→ Belge metni:
====================

Dünya Düşün Tarihine Damga Vuran Alman Felsefesinden En Etkili 19 Filozof
1. Gottfried Wilhelm Leibniz (1646 - 1716)
2. Christian Wolff (1679 - 1754)
3. Immanuel Kant (1724 - 1804)
4. Johann Gottlieb Fichte (1762 - 1814)
5. Georg Wilhelm Friedrich Hegel (1770 - 1831)
6. Friedrich Wilhelm Joseph Schelling (1775 - 1854)
7. Arthur Schopenhauer (1788 - 1860)
8. Ludwig Andreas Feuerbach (1804 - 1872)
9. Karl Marx (1818 - 1883)
10. Friedrich Wilhelm Nietzsche (1844 - 1900)
11. Edmund Husserl (1859 - 1938)
Husserl'de her zaman felsefeye yeni bir yön çizme eğilimi olduğu belirtilebilir, çünkü onun düşüncesine göre felsefe her tür sonradan inşa edilmiş kurgusal bağıntıdan ayrı olarak kendini özsel olarak temellendirmelidir. Husserl, Hegelcilik'in etkisini yitirdiği ve Yeni-Kantçılık'ın akademilerde etkili bir güç haline geldiği bir dönemde felsefeye yeni bir yön verme çabasında oldu. Felsefe içerisinde tüm metafizik spekülasyonlardan ve bilimci ön yargılardan sıyrılmayı arzu eden yepyeni bir başlangıç yapmaya ve bu hayli emek isteyen başlangıca uygun, pekin bir felsefe sistematiği oluşturmaya yöneldi ve fenomenoloji olarak bilinen felsefe hareketinin temellerini attı.

====================

Alman filozoflarını tanıtan metni, son cümleden sonrasını yazarak tamamlayın. Kayıtlar başka bir kaynaktan alınmıştır.

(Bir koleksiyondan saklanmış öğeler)
====================

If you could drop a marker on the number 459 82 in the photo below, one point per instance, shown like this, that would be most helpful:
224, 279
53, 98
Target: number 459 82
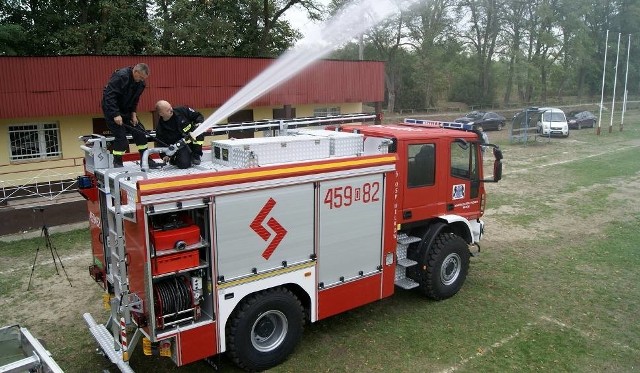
346, 196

====================

→ Alıştırma çıktısı:
Husserl'in amacı her şeyden önce, felsefeyi tabansız önyargılarından kurtarıp ayakları yere sağlam basan bir araştırma yapısına kavuşturmaktır. Bu yaklaşıma uygun olarak, kendisinden önce aynı fikre sahip olan düşünürler gibi, o da belirli bir özgül yöntemle felsefenin bağımsız bir varlık alanına sahip olduğu fikrinden hareket etti. Bu özgül varlık alanı elbette fenomenlerden oluşmaktaydı. Ki, bunlar bilinen anlamda 'gerçek' nesnelerden oluşmamaktadır, yani sadece tikel deneyim ve ampirik duyu verisi ile bilinen şeyler değildir. Felsefenin görevi, fenomenler dünyasına girmek ve orada şeylerin özsel yapısını görüp anlamaktır. Fenomenolojik yöntem bu noktada devreye girer. Buna göre belirli bir varlık yorumu ışığında fiziki ve 'gerçek' bir biçimde tek-yanlı kavranan nesne ve özne parantez içine alınır, yeni ve köklü bir öznellik alanına geri dönülür, onun bağlılaşığı olarak da yeni bir nesnel kutup keşfedilir. Bakış açısında gerçekleşen bu değişiklik fenomenoloji için şeylerin özüne erişim izni veren bir metodolojik başlangıç işlevi görür.
12. Max Weber (1864 - 1920)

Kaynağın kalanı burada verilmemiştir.